**Task to carry out**.
The line containing "Provide your boxes" opens the span to copy, and the last line of the records below closes it. Write out that span exactly.
----- Source material -----
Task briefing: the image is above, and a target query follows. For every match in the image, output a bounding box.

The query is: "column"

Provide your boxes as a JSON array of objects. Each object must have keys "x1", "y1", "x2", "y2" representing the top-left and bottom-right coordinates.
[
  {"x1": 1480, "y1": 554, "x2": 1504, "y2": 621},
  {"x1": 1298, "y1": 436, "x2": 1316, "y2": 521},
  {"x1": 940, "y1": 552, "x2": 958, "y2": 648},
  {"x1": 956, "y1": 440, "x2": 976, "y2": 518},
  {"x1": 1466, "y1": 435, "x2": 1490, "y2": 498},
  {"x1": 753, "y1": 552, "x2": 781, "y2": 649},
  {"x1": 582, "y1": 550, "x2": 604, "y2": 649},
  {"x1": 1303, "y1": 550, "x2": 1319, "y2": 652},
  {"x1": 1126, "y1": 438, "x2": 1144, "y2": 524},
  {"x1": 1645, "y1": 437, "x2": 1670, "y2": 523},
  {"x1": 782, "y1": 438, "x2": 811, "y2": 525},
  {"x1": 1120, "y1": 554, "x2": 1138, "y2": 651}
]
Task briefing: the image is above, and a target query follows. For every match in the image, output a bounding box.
-----
**Your response**.
Provide your boxes as a JSON array of objects. Each object must have keys "x1", "y1", "x2", "y2" representing the top-left and bottom-right coordinates.
[
  {"x1": 1480, "y1": 554, "x2": 1504, "y2": 621},
  {"x1": 1298, "y1": 436, "x2": 1316, "y2": 521},
  {"x1": 940, "y1": 552, "x2": 958, "y2": 648},
  {"x1": 956, "y1": 440, "x2": 976, "y2": 518},
  {"x1": 1466, "y1": 435, "x2": 1490, "y2": 498},
  {"x1": 753, "y1": 552, "x2": 781, "y2": 649},
  {"x1": 582, "y1": 550, "x2": 604, "y2": 649},
  {"x1": 1303, "y1": 550, "x2": 1319, "y2": 652},
  {"x1": 1126, "y1": 438, "x2": 1144, "y2": 524},
  {"x1": 1645, "y1": 437, "x2": 1670, "y2": 523},
  {"x1": 782, "y1": 438, "x2": 811, "y2": 525},
  {"x1": 1120, "y1": 554, "x2": 1138, "y2": 651}
]
Task briefing: the image is above, and a target query follows. For every match in the image, output a bounding box.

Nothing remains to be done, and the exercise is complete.